### [Job]
Reproduce, word for word, the part of the listing below that begins with the line containing "mark the region of every instance of the hillside" and continues through the line containing "61], [82, 61]]", including both of those lines. Leave the pictures out of your reply.

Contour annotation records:
(begin)

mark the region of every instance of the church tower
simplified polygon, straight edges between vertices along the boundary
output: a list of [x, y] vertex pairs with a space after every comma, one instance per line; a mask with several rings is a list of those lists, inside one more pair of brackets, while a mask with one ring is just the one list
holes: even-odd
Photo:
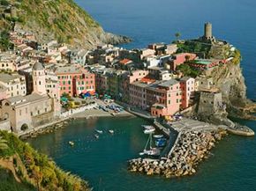
[[45, 70], [41, 62], [36, 62], [33, 66], [32, 71], [33, 77], [33, 92], [40, 95], [46, 94], [46, 81], [45, 81]]

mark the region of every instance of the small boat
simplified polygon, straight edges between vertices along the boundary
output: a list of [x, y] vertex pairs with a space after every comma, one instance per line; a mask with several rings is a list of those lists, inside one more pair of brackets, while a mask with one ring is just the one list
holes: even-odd
[[164, 147], [166, 145], [167, 139], [166, 138], [158, 138], [155, 139], [154, 144], [157, 147]]
[[103, 133], [103, 131], [102, 130], [95, 130], [97, 133], [99, 133], [99, 134], [102, 134]]
[[162, 138], [163, 135], [154, 135], [153, 137], [154, 138]]
[[71, 146], [75, 145], [75, 143], [74, 143], [73, 142], [72, 142], [72, 141], [69, 141], [69, 144], [70, 144]]
[[154, 133], [155, 129], [153, 126], [148, 127], [147, 129], [144, 129], [145, 134], [151, 134]]
[[160, 150], [157, 148], [151, 148], [150, 150], [145, 150], [144, 154], [148, 156], [159, 156]]
[[109, 132], [110, 134], [114, 134], [114, 130], [112, 130], [112, 129], [109, 129]]
[[[149, 145], [149, 149], [147, 148]], [[147, 155], [147, 156], [160, 156], [160, 150], [158, 148], [152, 147], [152, 134], [149, 135], [148, 139], [147, 141], [146, 146], [142, 152], [139, 152], [139, 155]]]

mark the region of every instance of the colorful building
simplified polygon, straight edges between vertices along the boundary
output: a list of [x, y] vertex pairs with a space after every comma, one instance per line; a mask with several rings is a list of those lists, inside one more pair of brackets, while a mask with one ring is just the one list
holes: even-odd
[[60, 94], [79, 96], [95, 92], [95, 76], [79, 65], [58, 67], [56, 75], [59, 80]]
[[194, 96], [195, 79], [189, 77], [184, 77], [180, 79], [182, 90], [182, 108], [187, 108], [190, 106], [191, 99]]
[[17, 73], [0, 73], [0, 85], [7, 88], [6, 98], [26, 94], [25, 77]]
[[175, 79], [157, 81], [146, 88], [147, 105], [151, 114], [157, 117], [172, 115], [182, 104], [180, 83]]
[[177, 67], [187, 61], [194, 60], [197, 57], [195, 54], [180, 53], [173, 55], [169, 61], [170, 70], [176, 70]]

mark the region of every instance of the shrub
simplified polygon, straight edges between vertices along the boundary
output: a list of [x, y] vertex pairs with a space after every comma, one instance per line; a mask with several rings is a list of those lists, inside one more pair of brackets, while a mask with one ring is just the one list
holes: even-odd
[[23, 131], [25, 131], [25, 130], [26, 130], [28, 129], [28, 125], [27, 124], [23, 124], [22, 126], [21, 126], [21, 128], [20, 128], [20, 129], [21, 130], [23, 130]]

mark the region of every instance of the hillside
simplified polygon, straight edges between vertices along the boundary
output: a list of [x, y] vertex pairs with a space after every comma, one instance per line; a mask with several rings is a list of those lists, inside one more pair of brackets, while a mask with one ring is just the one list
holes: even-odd
[[73, 0], [0, 0], [0, 4], [2, 31], [22, 29], [34, 33], [38, 40], [56, 39], [86, 48], [130, 41], [105, 33]]
[[90, 188], [86, 181], [64, 173], [47, 156], [37, 152], [13, 134], [0, 131], [2, 190], [87, 191]]

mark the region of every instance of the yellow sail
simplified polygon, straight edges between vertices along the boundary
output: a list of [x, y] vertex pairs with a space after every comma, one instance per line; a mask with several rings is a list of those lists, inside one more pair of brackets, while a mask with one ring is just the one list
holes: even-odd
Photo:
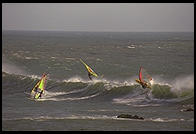
[[38, 93], [35, 92], [36, 88], [39, 88], [39, 90], [41, 91], [43, 90], [43, 93], [44, 93], [45, 85], [46, 85], [46, 75], [43, 75], [41, 80], [37, 82], [37, 84], [31, 90], [31, 95], [35, 95], [35, 98], [37, 95], [39, 95]]
[[81, 59], [80, 59], [80, 61], [84, 64], [84, 66], [86, 67], [86, 69], [87, 69], [87, 71], [91, 74], [91, 75], [93, 75], [93, 76], [95, 76], [95, 77], [98, 77], [98, 75], [86, 64], [86, 63], [84, 63], [84, 61], [82, 61]]

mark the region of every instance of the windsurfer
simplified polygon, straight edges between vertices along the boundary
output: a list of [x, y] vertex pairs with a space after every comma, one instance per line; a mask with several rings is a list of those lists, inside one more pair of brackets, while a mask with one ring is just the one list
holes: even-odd
[[84, 64], [84, 66], [86, 67], [86, 70], [88, 72], [88, 77], [90, 80], [92, 80], [92, 77], [91, 76], [95, 76], [95, 77], [98, 77], [98, 75], [86, 64], [84, 63], [84, 61], [82, 61], [80, 59], [80, 61]]
[[142, 67], [140, 67], [140, 71], [139, 71], [139, 79], [136, 79], [135, 81], [136, 82], [138, 82], [141, 86], [142, 86], [142, 88], [151, 88], [151, 84], [150, 84], [150, 81], [152, 80], [152, 78], [149, 76], [149, 75], [147, 75], [146, 77], [147, 77], [147, 79], [146, 80], [148, 80], [149, 82], [147, 82], [147, 81], [145, 81], [144, 79], [143, 79], [143, 75], [142, 75]]
[[91, 74], [89, 72], [88, 72], [88, 77], [89, 77], [90, 80], [92, 80]]
[[34, 89], [32, 90], [32, 93], [34, 94], [34, 99], [41, 98], [42, 94], [44, 93], [45, 88], [45, 80], [46, 80], [46, 74], [43, 73], [42, 78], [40, 81], [36, 84]]

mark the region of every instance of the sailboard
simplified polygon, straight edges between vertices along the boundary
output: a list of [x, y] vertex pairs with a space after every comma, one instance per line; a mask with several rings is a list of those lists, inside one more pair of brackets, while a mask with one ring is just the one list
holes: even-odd
[[88, 73], [90, 73], [91, 75], [95, 76], [95, 77], [98, 77], [98, 75], [95, 73], [95, 71], [93, 71], [92, 68], [90, 68], [86, 63], [84, 63], [84, 61], [82, 61], [80, 59], [80, 61], [82, 62], [82, 64], [84, 64], [84, 66], [86, 67]]
[[147, 73], [147, 71], [142, 67], [140, 67], [139, 79], [136, 79], [135, 81], [140, 85], [142, 85], [142, 87], [151, 88], [151, 83], [150, 83], [151, 80], [152, 77]]
[[37, 82], [37, 84], [31, 90], [31, 96], [34, 99], [39, 99], [40, 96], [44, 93], [46, 87], [46, 75], [43, 74], [42, 78]]

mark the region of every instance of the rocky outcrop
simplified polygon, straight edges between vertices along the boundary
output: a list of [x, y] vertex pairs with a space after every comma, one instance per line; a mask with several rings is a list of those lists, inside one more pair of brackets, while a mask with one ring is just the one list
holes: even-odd
[[139, 117], [138, 115], [130, 115], [130, 114], [121, 114], [121, 115], [118, 115], [117, 118], [128, 118], [128, 119], [144, 120], [143, 117]]
[[189, 111], [194, 111], [194, 108], [186, 108], [186, 109], [181, 109], [181, 112], [189, 112]]

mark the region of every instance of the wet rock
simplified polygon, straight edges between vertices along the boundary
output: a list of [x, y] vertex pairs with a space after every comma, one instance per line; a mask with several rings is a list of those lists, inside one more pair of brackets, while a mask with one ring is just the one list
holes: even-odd
[[186, 108], [186, 109], [181, 109], [181, 112], [189, 112], [189, 111], [194, 111], [194, 108]]
[[128, 119], [144, 120], [143, 117], [139, 117], [138, 115], [130, 115], [130, 114], [121, 114], [121, 115], [118, 115], [117, 118], [128, 118]]

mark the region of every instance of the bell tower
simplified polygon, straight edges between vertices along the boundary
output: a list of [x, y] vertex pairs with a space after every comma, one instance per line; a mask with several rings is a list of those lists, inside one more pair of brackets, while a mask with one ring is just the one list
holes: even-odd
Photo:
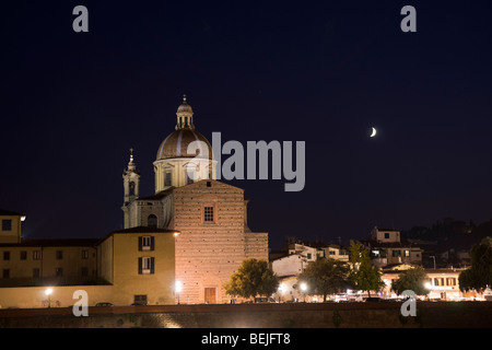
[[140, 190], [140, 173], [137, 171], [137, 165], [133, 162], [133, 149], [130, 149], [130, 162], [128, 167], [124, 171], [124, 206], [127, 206], [132, 200], [139, 198]]

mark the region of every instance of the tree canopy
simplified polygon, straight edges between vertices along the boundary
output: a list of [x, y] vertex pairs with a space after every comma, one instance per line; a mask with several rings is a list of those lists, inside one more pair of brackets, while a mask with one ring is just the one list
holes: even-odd
[[471, 268], [459, 273], [459, 289], [475, 289], [481, 293], [492, 285], [492, 238], [485, 237], [480, 244], [473, 244], [470, 256]]
[[425, 270], [418, 266], [415, 268], [406, 270], [398, 276], [398, 280], [393, 284], [393, 290], [397, 294], [401, 294], [403, 291], [411, 290], [417, 295], [426, 295], [430, 290], [425, 288], [425, 281], [427, 275]]
[[343, 261], [330, 258], [317, 259], [306, 267], [298, 280], [308, 285], [308, 294], [323, 295], [326, 302], [328, 294], [339, 293], [351, 287], [349, 270], [349, 266]]
[[375, 268], [371, 261], [367, 249], [350, 241], [350, 262], [353, 265], [350, 271], [350, 281], [353, 289], [365, 291], [371, 296], [371, 291], [379, 291], [385, 287], [382, 279], [382, 272]]
[[229, 295], [270, 296], [279, 287], [279, 278], [269, 268], [267, 261], [250, 258], [242, 262], [223, 287]]

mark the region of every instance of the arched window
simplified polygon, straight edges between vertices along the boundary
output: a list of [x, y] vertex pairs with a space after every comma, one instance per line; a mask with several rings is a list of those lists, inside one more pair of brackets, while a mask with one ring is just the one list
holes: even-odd
[[149, 228], [157, 228], [157, 217], [150, 214], [149, 218], [147, 218], [147, 225]]

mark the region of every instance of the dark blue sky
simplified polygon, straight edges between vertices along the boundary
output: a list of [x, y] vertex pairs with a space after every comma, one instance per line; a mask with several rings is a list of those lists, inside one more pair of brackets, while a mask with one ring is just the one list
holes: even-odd
[[230, 182], [273, 248], [489, 220], [491, 5], [429, 2], [2, 2], [0, 207], [26, 213], [28, 237], [120, 229], [128, 149], [152, 195], [186, 93], [209, 140], [306, 142], [303, 191]]

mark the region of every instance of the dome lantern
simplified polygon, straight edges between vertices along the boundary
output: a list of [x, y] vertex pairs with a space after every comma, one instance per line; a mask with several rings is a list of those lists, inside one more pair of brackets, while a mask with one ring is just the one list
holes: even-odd
[[183, 95], [183, 103], [176, 112], [176, 130], [179, 129], [191, 129], [195, 130], [194, 125], [194, 109], [186, 102], [186, 95]]

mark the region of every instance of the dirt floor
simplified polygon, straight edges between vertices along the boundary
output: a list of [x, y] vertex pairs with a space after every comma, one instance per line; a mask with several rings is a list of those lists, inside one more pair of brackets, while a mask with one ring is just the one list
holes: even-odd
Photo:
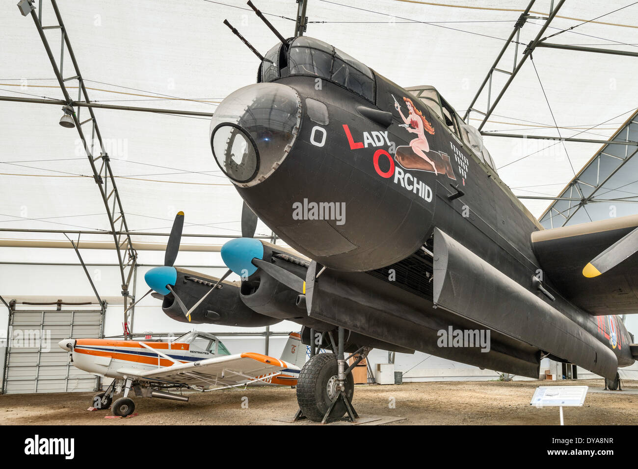
[[[359, 414], [405, 417], [390, 424], [558, 424], [558, 408], [537, 408], [530, 401], [537, 386], [568, 384], [588, 386], [590, 392], [583, 407], [565, 408], [566, 425], [638, 424], [638, 381], [624, 381], [627, 393], [609, 393], [593, 392], [602, 389], [602, 379], [363, 385], [356, 386], [353, 404]], [[105, 419], [110, 411], [87, 412], [93, 393], [0, 395], [0, 424], [278, 424], [274, 419], [292, 416], [297, 408], [295, 389], [289, 387], [189, 395], [189, 402], [133, 396], [138, 415], [126, 419]]]

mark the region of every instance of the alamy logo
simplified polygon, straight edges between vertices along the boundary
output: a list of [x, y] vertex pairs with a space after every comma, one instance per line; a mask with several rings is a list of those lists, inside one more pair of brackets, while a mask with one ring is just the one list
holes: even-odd
[[72, 438], [34, 438], [24, 440], [24, 454], [63, 454], [64, 459], [72, 459], [75, 455], [75, 440]]
[[441, 329], [436, 335], [436, 345], [440, 347], [480, 347], [481, 352], [489, 352], [489, 329]]
[[336, 220], [338, 225], [346, 222], [345, 202], [295, 202], [292, 204], [293, 220]]

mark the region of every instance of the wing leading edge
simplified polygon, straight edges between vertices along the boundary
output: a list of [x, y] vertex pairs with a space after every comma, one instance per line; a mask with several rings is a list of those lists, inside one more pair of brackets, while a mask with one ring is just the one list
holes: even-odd
[[150, 371], [118, 370], [141, 380], [211, 389], [241, 384], [283, 370], [299, 372], [299, 367], [273, 357], [247, 352], [189, 363], [174, 364]]
[[574, 304], [595, 315], [638, 313], [638, 255], [602, 275], [586, 277], [592, 259], [638, 227], [638, 215], [535, 231], [531, 244], [544, 275]]

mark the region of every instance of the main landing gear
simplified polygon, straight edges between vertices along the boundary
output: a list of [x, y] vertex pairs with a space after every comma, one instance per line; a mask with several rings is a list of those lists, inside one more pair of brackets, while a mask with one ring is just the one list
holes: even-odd
[[[308, 418], [313, 422], [328, 423], [343, 419], [353, 422], [359, 417], [351, 403], [354, 394], [352, 370], [369, 352], [370, 347], [362, 347], [348, 358], [344, 353], [344, 329], [338, 329], [338, 343], [335, 344], [332, 333], [328, 333], [334, 353], [311, 353], [299, 373], [297, 381], [297, 402], [299, 410], [295, 420]], [[311, 341], [314, 342], [311, 333]], [[335, 345], [337, 345], [336, 347]], [[314, 343], [311, 345], [314, 348]], [[355, 362], [348, 366], [348, 360], [359, 354]]]
[[616, 389], [622, 391], [622, 389], [620, 387], [620, 375], [618, 374], [618, 372], [616, 372], [616, 376], [614, 379], [605, 379], [605, 389], [611, 389], [612, 391], [616, 391]]
[[[117, 380], [114, 379], [108, 385], [106, 391], [98, 393], [93, 396], [93, 407], [98, 410], [106, 410], [110, 407], [113, 415], [117, 417], [128, 417], [133, 414], [135, 410], [135, 403], [132, 399], [128, 398], [128, 393], [131, 390], [133, 379], [125, 377], [123, 381], [124, 395], [122, 397], [113, 402], [113, 394], [115, 394], [115, 384], [117, 382]], [[113, 404], [112, 406], [111, 403]]]

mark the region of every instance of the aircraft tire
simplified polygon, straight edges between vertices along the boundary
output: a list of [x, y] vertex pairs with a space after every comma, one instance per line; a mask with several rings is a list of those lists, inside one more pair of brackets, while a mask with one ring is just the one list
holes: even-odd
[[618, 385], [620, 384], [620, 375], [618, 372], [616, 372], [616, 377], [613, 380], [609, 380], [607, 378], [605, 379], [605, 384], [607, 384], [607, 387], [609, 387], [612, 391], [616, 391], [618, 389]]
[[[318, 354], [304, 365], [297, 380], [297, 403], [304, 415], [313, 422], [320, 422], [328, 411], [334, 397], [329, 387], [336, 379], [337, 359], [334, 354]], [[354, 394], [352, 373], [346, 377], [346, 395], [352, 401]], [[334, 393], [332, 393], [334, 394]], [[339, 419], [346, 413], [343, 401], [338, 402], [332, 409], [331, 419]]]
[[133, 414], [135, 410], [135, 403], [133, 400], [128, 398], [120, 398], [113, 403], [112, 411], [114, 415], [118, 417], [127, 417]]
[[[113, 401], [113, 398], [110, 396], [104, 396], [106, 394], [103, 391], [101, 393], [98, 393], [93, 396], [93, 403], [92, 405], [95, 408], [98, 410], [106, 410], [108, 408], [111, 403]], [[104, 401], [106, 401], [105, 402]]]

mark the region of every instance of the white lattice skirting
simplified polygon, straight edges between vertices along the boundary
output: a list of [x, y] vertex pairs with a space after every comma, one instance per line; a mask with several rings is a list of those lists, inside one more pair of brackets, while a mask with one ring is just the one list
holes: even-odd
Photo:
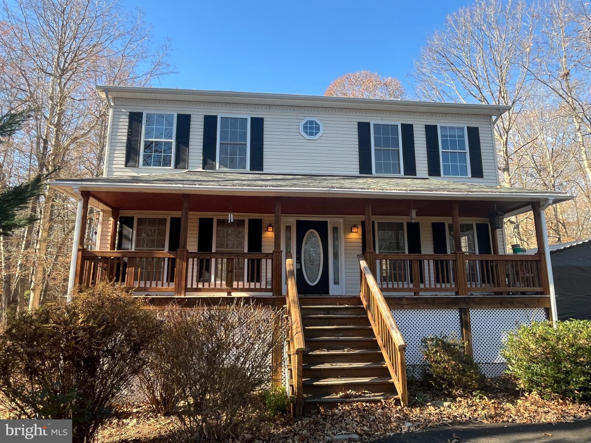
[[[392, 314], [407, 342], [407, 370], [418, 376], [424, 367], [421, 340], [444, 334], [462, 337], [460, 311], [457, 309], [392, 310]], [[520, 324], [546, 320], [542, 308], [479, 308], [470, 310], [474, 360], [487, 377], [502, 374], [506, 367], [499, 354], [509, 331]]]

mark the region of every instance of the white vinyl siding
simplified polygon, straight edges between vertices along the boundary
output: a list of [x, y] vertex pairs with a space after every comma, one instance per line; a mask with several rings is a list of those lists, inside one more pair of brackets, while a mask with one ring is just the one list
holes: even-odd
[[[307, 108], [256, 105], [222, 105], [205, 103], [120, 99], [113, 110], [111, 140], [107, 158], [106, 176], [170, 172], [170, 168], [126, 168], [125, 144], [128, 113], [176, 112], [191, 115], [189, 169], [202, 165], [203, 115], [243, 114], [264, 118], [264, 159], [265, 172], [335, 174], [356, 175], [359, 172], [358, 122], [397, 122], [414, 125], [417, 176], [427, 177], [427, 125], [469, 126], [479, 128], [482, 152], [483, 178], [441, 177], [438, 180], [498, 185], [495, 153], [491, 120], [488, 116], [452, 114], [356, 111], [348, 109]], [[307, 139], [300, 132], [300, 123], [306, 117], [317, 115], [323, 123], [322, 136]]]

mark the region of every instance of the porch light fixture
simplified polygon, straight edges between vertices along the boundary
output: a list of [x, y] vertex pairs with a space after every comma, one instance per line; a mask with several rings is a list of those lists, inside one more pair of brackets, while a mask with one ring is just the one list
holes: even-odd
[[503, 219], [505, 213], [495, 211], [488, 214], [488, 222], [491, 224], [491, 229], [502, 229], [503, 227]]

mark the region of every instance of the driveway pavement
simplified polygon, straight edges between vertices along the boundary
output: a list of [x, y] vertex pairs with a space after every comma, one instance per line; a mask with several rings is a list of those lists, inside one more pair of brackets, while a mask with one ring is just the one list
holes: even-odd
[[591, 419], [573, 423], [478, 424], [428, 428], [375, 443], [589, 443]]

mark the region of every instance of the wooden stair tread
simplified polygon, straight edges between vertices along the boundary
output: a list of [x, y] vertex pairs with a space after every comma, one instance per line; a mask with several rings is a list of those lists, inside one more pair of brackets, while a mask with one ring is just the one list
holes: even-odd
[[304, 329], [371, 329], [371, 326], [357, 324], [323, 325], [322, 326], [304, 326]]
[[337, 394], [327, 394], [326, 395], [316, 394], [304, 397], [304, 403], [358, 403], [359, 402], [376, 402], [389, 398], [398, 399], [400, 398], [400, 396], [384, 392], [376, 392], [348, 398], [346, 397], [339, 397]]
[[331, 335], [330, 337], [307, 337], [306, 341], [375, 341], [375, 337], [347, 337], [346, 335]]
[[363, 309], [363, 305], [307, 305], [300, 307], [300, 309], [351, 309], [359, 308]]
[[[310, 339], [309, 339], [310, 340]], [[350, 354], [381, 354], [379, 349], [352, 349], [349, 351], [343, 351], [341, 349], [329, 349], [325, 351], [315, 350], [308, 352], [309, 356], [317, 355], [347, 355]]]
[[319, 314], [317, 315], [302, 315], [302, 319], [304, 318], [367, 318], [368, 316], [366, 314], [363, 314], [360, 315], [356, 314]]
[[393, 383], [391, 377], [330, 377], [324, 379], [303, 379], [303, 380], [304, 386]]
[[304, 369], [369, 369], [372, 368], [388, 367], [386, 363], [379, 361], [365, 363], [304, 363]]

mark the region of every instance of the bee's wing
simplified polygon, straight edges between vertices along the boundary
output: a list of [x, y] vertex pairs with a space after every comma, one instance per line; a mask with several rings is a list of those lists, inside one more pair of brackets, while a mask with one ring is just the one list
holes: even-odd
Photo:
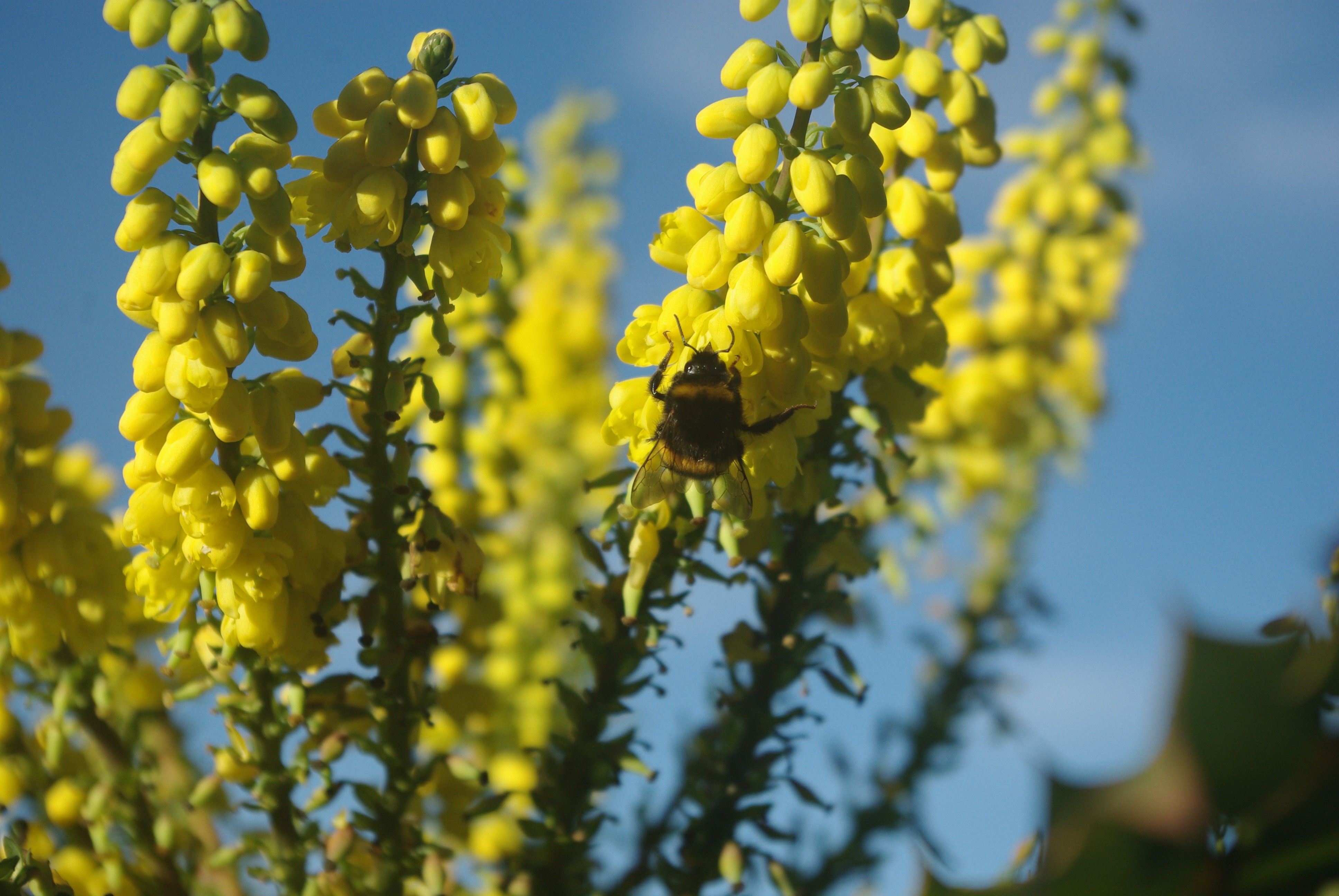
[[715, 478], [711, 494], [714, 498], [711, 505], [718, 510], [724, 510], [738, 520], [753, 516], [753, 489], [749, 488], [743, 461], [735, 461], [728, 470]]
[[644, 509], [670, 497], [671, 492], [683, 492], [683, 477], [665, 466], [664, 445], [656, 442], [651, 454], [641, 462], [637, 475], [632, 478], [629, 498], [632, 506]]

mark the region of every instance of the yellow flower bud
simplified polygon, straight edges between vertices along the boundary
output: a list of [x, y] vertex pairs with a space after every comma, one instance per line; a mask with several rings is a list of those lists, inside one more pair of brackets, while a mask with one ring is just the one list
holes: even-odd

(end)

### [Finished exercise]
mark the region of every instance of the hillside
simplified polygon, straight edges between vertices along the boundary
output: a list of [x, y] vertex pairs with a space after every comma, one instance per line; a mask with several rings is a list of those lists, inside one more pair of brackets, while a mask with one ring is just the one list
holes: even-odd
[[73, 0], [0, 0], [0, 4], [2, 31], [22, 29], [34, 33], [38, 40], [56, 39], [86, 48], [130, 41], [105, 33]]
[[90, 188], [86, 181], [64, 173], [47, 156], [37, 152], [13, 134], [0, 131], [2, 190], [87, 191]]

mark the region of every instance of the yellow sail
simplified polygon, straight edges between vertices along the boundary
output: a list of [x, y] vertex pairs with a space after every comma, one instance per line; a mask with several rings is a list of those lists, inside one more pair of brackets, while a mask with one ring is just the one list
holes: even-odd
Photo:
[[38, 93], [35, 92], [36, 88], [39, 88], [39, 90], [41, 91], [43, 90], [43, 93], [44, 93], [45, 85], [46, 85], [46, 75], [43, 75], [41, 80], [37, 82], [37, 84], [31, 90], [31, 95], [35, 95], [35, 98], [37, 95], [39, 95]]
[[81, 59], [80, 59], [80, 61], [84, 64], [84, 66], [86, 67], [86, 69], [87, 69], [87, 71], [91, 74], [91, 75], [93, 75], [93, 76], [95, 76], [95, 77], [98, 77], [98, 75], [86, 64], [86, 63], [84, 63], [84, 61], [82, 61]]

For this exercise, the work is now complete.